Copy out the lines below, putting "upper-left corner" wherever "top-left corner" appears and keeping everything else as it is.

──────── Supplied data

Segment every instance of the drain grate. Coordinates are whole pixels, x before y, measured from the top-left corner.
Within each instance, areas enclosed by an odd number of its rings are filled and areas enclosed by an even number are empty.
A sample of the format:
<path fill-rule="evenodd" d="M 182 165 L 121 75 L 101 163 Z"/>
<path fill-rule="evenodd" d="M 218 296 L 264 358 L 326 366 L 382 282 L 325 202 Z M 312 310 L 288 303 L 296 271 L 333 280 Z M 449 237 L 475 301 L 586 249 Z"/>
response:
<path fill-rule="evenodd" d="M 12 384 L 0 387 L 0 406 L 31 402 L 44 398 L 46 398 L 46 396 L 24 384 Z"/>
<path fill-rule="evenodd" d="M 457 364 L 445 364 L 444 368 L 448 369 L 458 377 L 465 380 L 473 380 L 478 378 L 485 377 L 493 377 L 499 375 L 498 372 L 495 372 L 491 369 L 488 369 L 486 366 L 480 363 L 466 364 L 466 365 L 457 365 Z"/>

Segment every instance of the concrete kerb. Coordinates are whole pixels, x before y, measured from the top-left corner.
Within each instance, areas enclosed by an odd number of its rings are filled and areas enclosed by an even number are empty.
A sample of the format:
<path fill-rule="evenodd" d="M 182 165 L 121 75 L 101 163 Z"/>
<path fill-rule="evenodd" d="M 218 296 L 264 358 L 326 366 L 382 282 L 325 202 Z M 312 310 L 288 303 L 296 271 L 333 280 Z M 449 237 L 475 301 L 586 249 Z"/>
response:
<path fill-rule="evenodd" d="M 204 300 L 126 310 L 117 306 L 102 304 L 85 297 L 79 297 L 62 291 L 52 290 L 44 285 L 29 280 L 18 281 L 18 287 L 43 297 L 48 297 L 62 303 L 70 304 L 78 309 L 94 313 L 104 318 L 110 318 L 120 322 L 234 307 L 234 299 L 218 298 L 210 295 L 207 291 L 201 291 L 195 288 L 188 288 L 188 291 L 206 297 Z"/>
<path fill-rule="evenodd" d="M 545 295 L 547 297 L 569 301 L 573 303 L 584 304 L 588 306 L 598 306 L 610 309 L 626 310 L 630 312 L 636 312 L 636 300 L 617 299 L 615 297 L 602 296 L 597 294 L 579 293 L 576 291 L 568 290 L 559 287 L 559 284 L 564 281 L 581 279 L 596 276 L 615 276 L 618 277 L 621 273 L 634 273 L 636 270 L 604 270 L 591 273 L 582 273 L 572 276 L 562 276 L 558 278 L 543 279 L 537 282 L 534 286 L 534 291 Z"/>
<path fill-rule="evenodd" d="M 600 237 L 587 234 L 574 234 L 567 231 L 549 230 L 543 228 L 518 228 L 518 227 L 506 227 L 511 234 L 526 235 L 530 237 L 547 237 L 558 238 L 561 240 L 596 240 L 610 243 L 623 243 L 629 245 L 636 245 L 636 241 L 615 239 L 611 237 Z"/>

────────────────

Solution for this problem
Segment every instance of the drain grate. Coordinates are whole pixels, x before y, measured from the upper-left corner.
Within each instance, areas enclosed by an odd number of its rings are filled and areas enclosed by an even number are empty.
A sample of the format:
<path fill-rule="evenodd" d="M 182 165 L 121 75 L 101 163 Z"/>
<path fill-rule="evenodd" d="M 218 296 L 264 358 L 326 366 L 382 282 L 325 202 Z M 312 310 L 288 303 L 296 271 L 333 280 Z M 449 237 L 475 301 L 586 249 Z"/>
response:
<path fill-rule="evenodd" d="M 12 384 L 0 387 L 0 406 L 31 402 L 44 398 L 46 398 L 46 396 L 24 384 Z"/>
<path fill-rule="evenodd" d="M 457 364 L 445 364 L 444 368 L 448 369 L 458 377 L 465 380 L 473 380 L 478 378 L 485 377 L 493 377 L 499 375 L 498 372 L 495 372 L 491 369 L 488 369 L 486 366 L 480 363 L 466 364 L 466 365 L 457 365 Z"/>

Segment every instance of the concrete kerb. Coordinates are whole pixels, x before y, measured from the upper-left corner.
Within each instance, areas enclosed by an odd number of its rings are filled and areas enclosed by an even number are empty.
A sample of the format:
<path fill-rule="evenodd" d="M 182 165 L 121 75 L 101 163 Z"/>
<path fill-rule="evenodd" d="M 218 296 L 264 358 L 326 366 L 382 282 L 325 202 Z M 312 310 L 288 303 L 296 271 L 333 280 Z M 449 237 L 475 301 L 586 249 Z"/>
response:
<path fill-rule="evenodd" d="M 204 300 L 126 310 L 117 306 L 102 304 L 85 297 L 79 297 L 62 291 L 52 290 L 44 285 L 29 280 L 18 281 L 18 287 L 43 297 L 48 297 L 62 303 L 70 304 L 78 309 L 94 313 L 104 318 L 110 318 L 120 322 L 234 307 L 234 299 L 218 298 L 210 295 L 207 291 L 201 291 L 195 288 L 188 288 L 188 291 L 206 297 Z"/>
<path fill-rule="evenodd" d="M 545 295 L 547 297 L 569 301 L 573 303 L 584 304 L 588 306 L 598 306 L 610 309 L 626 310 L 630 312 L 636 312 L 636 300 L 617 299 L 615 297 L 602 296 L 597 294 L 579 293 L 576 291 L 568 290 L 559 287 L 559 284 L 564 281 L 581 279 L 596 276 L 615 276 L 618 277 L 621 273 L 634 273 L 636 270 L 604 270 L 591 273 L 582 273 L 572 276 L 562 276 L 558 278 L 543 279 L 537 282 L 534 286 L 534 291 Z"/>
<path fill-rule="evenodd" d="M 600 237 L 587 234 L 574 234 L 567 231 L 549 230 L 543 228 L 518 228 L 518 227 L 506 227 L 511 234 L 526 235 L 530 237 L 547 237 L 558 238 L 561 240 L 596 240 L 610 243 L 623 243 L 629 245 L 636 245 L 636 241 L 615 239 L 611 237 Z"/>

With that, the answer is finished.